La Russie et plusieurs membres de l’Otan partagent une frontière maritime commune en Arctique. Si les préoccupations environnementales et les intérêts économiques ont généralement contribué à renforcer la collaboration des pays dans la région, la guerre en Ukraine menace de bouleverser cet équilibre délicat.
« L’Alliance (atlantique, NDLR) a récemment procédé à un nouvel exercice militaire de grande envergure dans le nord de la Norvège. Selon nous, cela ne contribue pas à la sécurité de la région. »
Les mots sont de Nikolaï Korchunov, diplomate russe qui participait le 17 avril au forum intergouvernemental du Conseil de l’Arctique, et qui s’est dit préoccupé par la présence accrue de l’Otan en Arctique depuis le début de la guerre en Ukraine.
Si l’Alliance atlantique poursuit ses activités dans cette zone, des « incidents involontaires » pourraient se produire, a-t-il aussi averti, sans préciser de quoi il pourrait s’agir. En Arctique, n’importe quel « incident » peut perturber le fragile équilibre actuel.

-=-=-

Consigne:
Réécrivez, s’il vous plaît, le passage de l’extrait du document qui s’ouvre sur les mots contenant « La Russie et » et se clôt sur « cet équilibre délicat. », en mettant « l’Alliance atlantique » à la place de « l’Otan ».

-=-=-

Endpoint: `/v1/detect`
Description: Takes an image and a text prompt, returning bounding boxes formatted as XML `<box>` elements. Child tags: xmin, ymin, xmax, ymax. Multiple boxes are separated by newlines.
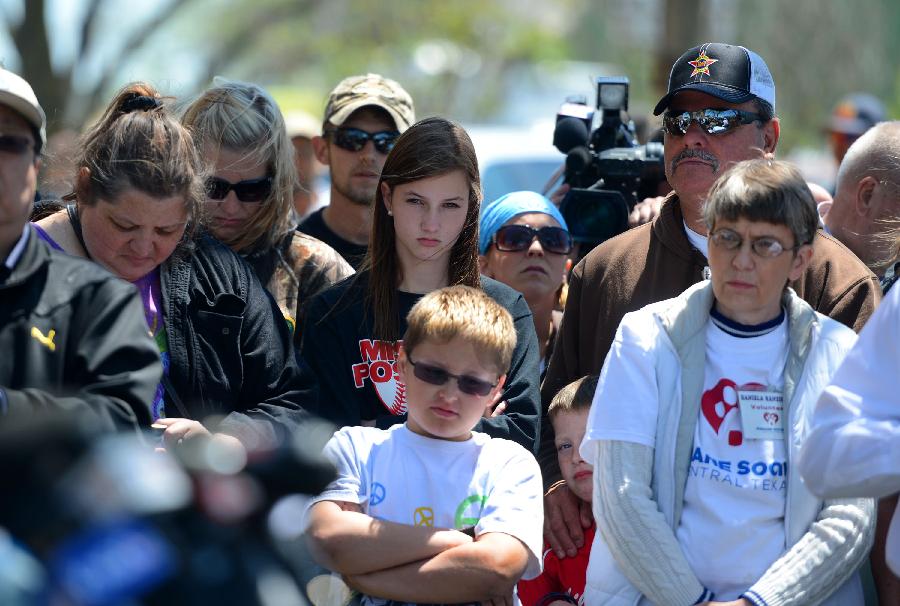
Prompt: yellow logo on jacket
<box><xmin>31</xmin><ymin>326</ymin><xmax>56</xmax><ymax>351</ymax></box>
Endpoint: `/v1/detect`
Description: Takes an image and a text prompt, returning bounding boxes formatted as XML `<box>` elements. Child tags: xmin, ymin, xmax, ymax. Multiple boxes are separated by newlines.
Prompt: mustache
<box><xmin>670</xmin><ymin>147</ymin><xmax>719</xmax><ymax>173</ymax></box>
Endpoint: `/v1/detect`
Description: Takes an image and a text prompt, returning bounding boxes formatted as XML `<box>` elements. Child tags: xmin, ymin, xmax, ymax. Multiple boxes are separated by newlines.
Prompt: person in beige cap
<box><xmin>298</xmin><ymin>74</ymin><xmax>415</xmax><ymax>269</ymax></box>
<box><xmin>0</xmin><ymin>68</ymin><xmax>162</xmax><ymax>430</ymax></box>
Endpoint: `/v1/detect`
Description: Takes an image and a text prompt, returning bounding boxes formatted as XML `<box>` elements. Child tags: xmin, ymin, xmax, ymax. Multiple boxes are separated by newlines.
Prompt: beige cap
<box><xmin>325</xmin><ymin>74</ymin><xmax>416</xmax><ymax>133</ymax></box>
<box><xmin>0</xmin><ymin>67</ymin><xmax>47</xmax><ymax>147</ymax></box>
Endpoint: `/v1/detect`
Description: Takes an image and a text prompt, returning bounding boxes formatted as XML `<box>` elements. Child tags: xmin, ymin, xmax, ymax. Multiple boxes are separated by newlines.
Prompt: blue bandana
<box><xmin>478</xmin><ymin>191</ymin><xmax>569</xmax><ymax>255</ymax></box>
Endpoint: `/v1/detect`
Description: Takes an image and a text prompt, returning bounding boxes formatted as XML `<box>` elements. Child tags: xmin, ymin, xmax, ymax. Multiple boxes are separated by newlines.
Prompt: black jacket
<box><xmin>0</xmin><ymin>231</ymin><xmax>162</xmax><ymax>429</ymax></box>
<box><xmin>160</xmin><ymin>236</ymin><xmax>316</xmax><ymax>447</ymax></box>
<box><xmin>301</xmin><ymin>272</ymin><xmax>540</xmax><ymax>452</ymax></box>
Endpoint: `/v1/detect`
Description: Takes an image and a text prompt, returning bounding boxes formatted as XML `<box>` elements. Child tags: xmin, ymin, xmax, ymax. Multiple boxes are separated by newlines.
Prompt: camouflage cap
<box><xmin>325</xmin><ymin>74</ymin><xmax>416</xmax><ymax>133</ymax></box>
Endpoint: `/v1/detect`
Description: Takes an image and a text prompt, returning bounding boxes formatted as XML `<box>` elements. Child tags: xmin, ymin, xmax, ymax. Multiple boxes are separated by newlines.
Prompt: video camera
<box><xmin>553</xmin><ymin>76</ymin><xmax>665</xmax><ymax>256</ymax></box>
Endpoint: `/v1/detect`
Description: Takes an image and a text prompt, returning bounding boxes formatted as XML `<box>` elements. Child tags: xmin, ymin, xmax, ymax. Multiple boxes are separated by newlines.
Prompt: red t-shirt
<box><xmin>518</xmin><ymin>524</ymin><xmax>597</xmax><ymax>606</ymax></box>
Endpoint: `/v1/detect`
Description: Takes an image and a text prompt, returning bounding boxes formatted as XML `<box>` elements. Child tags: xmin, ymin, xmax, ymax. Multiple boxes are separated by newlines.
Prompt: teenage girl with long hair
<box><xmin>301</xmin><ymin>118</ymin><xmax>540</xmax><ymax>450</ymax></box>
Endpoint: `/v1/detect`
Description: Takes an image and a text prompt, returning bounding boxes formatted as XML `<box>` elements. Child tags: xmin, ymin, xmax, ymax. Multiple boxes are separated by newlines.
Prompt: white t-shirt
<box><xmin>676</xmin><ymin>320</ymin><xmax>788</xmax><ymax>600</ymax></box>
<box><xmin>314</xmin><ymin>424</ymin><xmax>544</xmax><ymax>604</ymax></box>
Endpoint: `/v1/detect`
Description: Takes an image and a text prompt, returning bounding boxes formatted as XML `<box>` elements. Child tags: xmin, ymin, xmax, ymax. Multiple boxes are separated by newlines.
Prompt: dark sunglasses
<box><xmin>328</xmin><ymin>127</ymin><xmax>400</xmax><ymax>154</ymax></box>
<box><xmin>709</xmin><ymin>227</ymin><xmax>800</xmax><ymax>259</ymax></box>
<box><xmin>406</xmin><ymin>356</ymin><xmax>497</xmax><ymax>396</ymax></box>
<box><xmin>0</xmin><ymin>135</ymin><xmax>34</xmax><ymax>156</ymax></box>
<box><xmin>494</xmin><ymin>225</ymin><xmax>572</xmax><ymax>255</ymax></box>
<box><xmin>663</xmin><ymin>109</ymin><xmax>762</xmax><ymax>137</ymax></box>
<box><xmin>206</xmin><ymin>177</ymin><xmax>272</xmax><ymax>202</ymax></box>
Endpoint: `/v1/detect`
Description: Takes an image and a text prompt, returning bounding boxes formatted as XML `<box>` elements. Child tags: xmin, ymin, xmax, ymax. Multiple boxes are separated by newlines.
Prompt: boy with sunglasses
<box><xmin>297</xmin><ymin>74</ymin><xmax>416</xmax><ymax>270</ymax></box>
<box><xmin>539</xmin><ymin>43</ymin><xmax>881</xmax><ymax>568</ymax></box>
<box><xmin>307</xmin><ymin>286</ymin><xmax>542</xmax><ymax>604</ymax></box>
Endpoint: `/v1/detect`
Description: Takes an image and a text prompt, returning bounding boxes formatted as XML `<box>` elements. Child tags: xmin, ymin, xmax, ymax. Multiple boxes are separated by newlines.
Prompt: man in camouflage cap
<box><xmin>298</xmin><ymin>74</ymin><xmax>415</xmax><ymax>269</ymax></box>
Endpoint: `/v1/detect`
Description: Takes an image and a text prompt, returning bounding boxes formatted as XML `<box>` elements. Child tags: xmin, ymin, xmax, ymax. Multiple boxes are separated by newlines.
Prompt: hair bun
<box><xmin>119</xmin><ymin>93</ymin><xmax>162</xmax><ymax>114</ymax></box>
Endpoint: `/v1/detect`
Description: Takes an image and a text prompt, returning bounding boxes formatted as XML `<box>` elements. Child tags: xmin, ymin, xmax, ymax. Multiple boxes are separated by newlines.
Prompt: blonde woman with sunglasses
<box><xmin>301</xmin><ymin>118</ymin><xmax>539</xmax><ymax>451</ymax></box>
<box><xmin>182</xmin><ymin>79</ymin><xmax>353</xmax><ymax>343</ymax></box>
<box><xmin>37</xmin><ymin>83</ymin><xmax>312</xmax><ymax>450</ymax></box>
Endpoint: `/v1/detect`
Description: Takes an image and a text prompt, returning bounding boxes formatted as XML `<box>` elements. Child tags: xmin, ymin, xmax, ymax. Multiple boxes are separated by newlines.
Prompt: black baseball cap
<box><xmin>653</xmin><ymin>42</ymin><xmax>775</xmax><ymax>116</ymax></box>
<box><xmin>828</xmin><ymin>93</ymin><xmax>887</xmax><ymax>137</ymax></box>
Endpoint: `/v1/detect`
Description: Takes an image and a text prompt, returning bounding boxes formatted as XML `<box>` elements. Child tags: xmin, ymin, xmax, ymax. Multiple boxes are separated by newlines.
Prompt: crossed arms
<box><xmin>306</xmin><ymin>501</ymin><xmax>528</xmax><ymax>603</ymax></box>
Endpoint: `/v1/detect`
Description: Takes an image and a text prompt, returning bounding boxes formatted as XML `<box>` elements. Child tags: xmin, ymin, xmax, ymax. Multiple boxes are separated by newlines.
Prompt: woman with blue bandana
<box><xmin>478</xmin><ymin>191</ymin><xmax>572</xmax><ymax>374</ymax></box>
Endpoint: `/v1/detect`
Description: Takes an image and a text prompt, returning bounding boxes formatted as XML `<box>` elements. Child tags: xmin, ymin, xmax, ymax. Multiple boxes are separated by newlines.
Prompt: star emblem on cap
<box><xmin>688</xmin><ymin>50</ymin><xmax>719</xmax><ymax>78</ymax></box>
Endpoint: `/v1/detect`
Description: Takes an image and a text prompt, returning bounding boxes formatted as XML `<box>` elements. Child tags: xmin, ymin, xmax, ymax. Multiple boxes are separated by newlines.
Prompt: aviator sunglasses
<box><xmin>406</xmin><ymin>355</ymin><xmax>497</xmax><ymax>396</ymax></box>
<box><xmin>709</xmin><ymin>227</ymin><xmax>802</xmax><ymax>259</ymax></box>
<box><xmin>494</xmin><ymin>225</ymin><xmax>572</xmax><ymax>255</ymax></box>
<box><xmin>663</xmin><ymin>109</ymin><xmax>762</xmax><ymax>137</ymax></box>
<box><xmin>328</xmin><ymin>127</ymin><xmax>400</xmax><ymax>154</ymax></box>
<box><xmin>206</xmin><ymin>177</ymin><xmax>272</xmax><ymax>202</ymax></box>
<box><xmin>0</xmin><ymin>135</ymin><xmax>32</xmax><ymax>156</ymax></box>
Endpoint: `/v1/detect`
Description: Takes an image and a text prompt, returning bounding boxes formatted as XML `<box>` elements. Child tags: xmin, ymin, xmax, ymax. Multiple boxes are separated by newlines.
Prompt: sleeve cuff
<box><xmin>741</xmin><ymin>590</ymin><xmax>769</xmax><ymax>606</ymax></box>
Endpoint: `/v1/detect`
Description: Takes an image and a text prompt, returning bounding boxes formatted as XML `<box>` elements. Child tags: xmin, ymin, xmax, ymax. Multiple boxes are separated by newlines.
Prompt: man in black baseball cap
<box><xmin>540</xmin><ymin>43</ymin><xmax>881</xmax><ymax>580</ymax></box>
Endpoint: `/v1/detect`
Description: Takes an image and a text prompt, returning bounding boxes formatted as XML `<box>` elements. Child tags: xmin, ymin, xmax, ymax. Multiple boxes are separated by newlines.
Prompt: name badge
<box><xmin>738</xmin><ymin>391</ymin><xmax>784</xmax><ymax>440</ymax></box>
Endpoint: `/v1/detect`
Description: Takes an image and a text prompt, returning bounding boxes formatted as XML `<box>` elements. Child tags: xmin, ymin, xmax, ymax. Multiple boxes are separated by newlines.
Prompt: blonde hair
<box><xmin>181</xmin><ymin>78</ymin><xmax>300</xmax><ymax>253</ymax></box>
<box><xmin>364</xmin><ymin>117</ymin><xmax>482</xmax><ymax>341</ymax></box>
<box><xmin>547</xmin><ymin>375</ymin><xmax>600</xmax><ymax>419</ymax></box>
<box><xmin>403</xmin><ymin>285</ymin><xmax>516</xmax><ymax>374</ymax></box>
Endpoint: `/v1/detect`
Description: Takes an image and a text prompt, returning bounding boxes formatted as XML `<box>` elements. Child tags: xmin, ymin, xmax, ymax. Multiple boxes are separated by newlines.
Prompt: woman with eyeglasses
<box><xmin>478</xmin><ymin>191</ymin><xmax>573</xmax><ymax>374</ymax></box>
<box><xmin>302</xmin><ymin>118</ymin><xmax>539</xmax><ymax>450</ymax></box>
<box><xmin>37</xmin><ymin>83</ymin><xmax>314</xmax><ymax>456</ymax></box>
<box><xmin>581</xmin><ymin>159</ymin><xmax>875</xmax><ymax>606</ymax></box>
<box><xmin>182</xmin><ymin>79</ymin><xmax>353</xmax><ymax>343</ymax></box>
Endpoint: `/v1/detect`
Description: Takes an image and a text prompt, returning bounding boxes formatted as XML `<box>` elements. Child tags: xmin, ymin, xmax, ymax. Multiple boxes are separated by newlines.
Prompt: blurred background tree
<box><xmin>0</xmin><ymin>0</ymin><xmax>900</xmax><ymax>182</ymax></box>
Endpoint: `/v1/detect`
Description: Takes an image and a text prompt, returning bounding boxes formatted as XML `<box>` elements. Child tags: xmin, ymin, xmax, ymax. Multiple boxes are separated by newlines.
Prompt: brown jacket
<box><xmin>539</xmin><ymin>194</ymin><xmax>881</xmax><ymax>484</ymax></box>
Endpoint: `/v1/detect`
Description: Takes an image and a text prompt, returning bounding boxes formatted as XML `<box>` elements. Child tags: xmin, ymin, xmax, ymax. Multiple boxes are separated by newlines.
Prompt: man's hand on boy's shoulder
<box><xmin>544</xmin><ymin>480</ymin><xmax>594</xmax><ymax>559</ymax></box>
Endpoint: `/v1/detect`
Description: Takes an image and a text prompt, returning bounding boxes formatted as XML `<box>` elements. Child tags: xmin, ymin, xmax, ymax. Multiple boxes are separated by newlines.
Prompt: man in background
<box><xmin>823</xmin><ymin>121</ymin><xmax>900</xmax><ymax>292</ymax></box>
<box><xmin>297</xmin><ymin>74</ymin><xmax>416</xmax><ymax>270</ymax></box>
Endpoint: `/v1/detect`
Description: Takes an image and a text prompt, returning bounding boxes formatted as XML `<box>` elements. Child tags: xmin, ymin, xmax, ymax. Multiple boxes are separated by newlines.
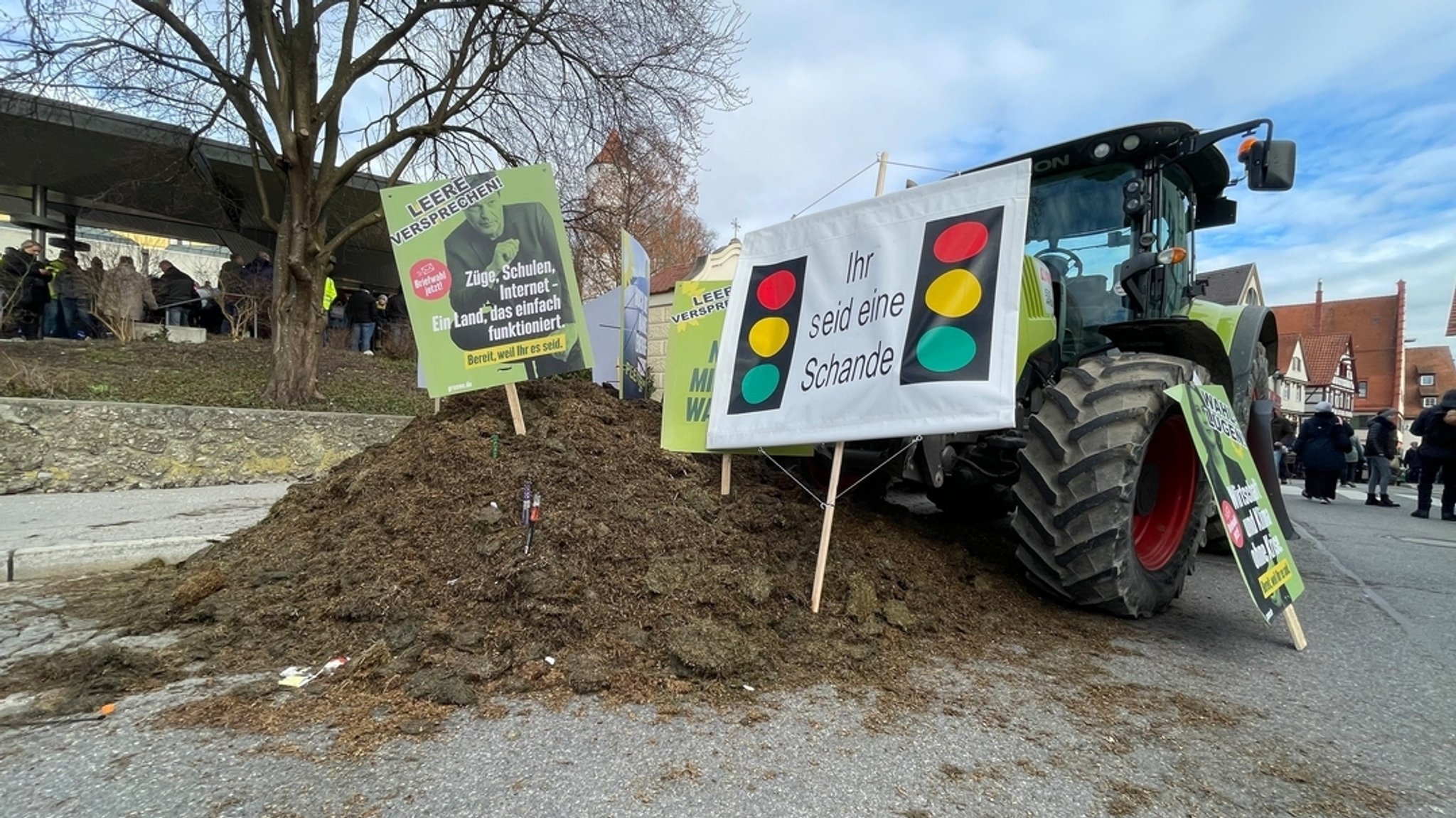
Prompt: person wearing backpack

-=-=-

Résultat attendu:
La Russie et plusieurs membres de l’Alliance atlantique partagent une frontière maritime commune en Arctique. Si les préoccupations environnementales et les intérêts économiques ont généralement contribué à renforcer la collaboration des pays dans la région, la guerre en Ukraine menace de bouleverser cet équilibre délicat.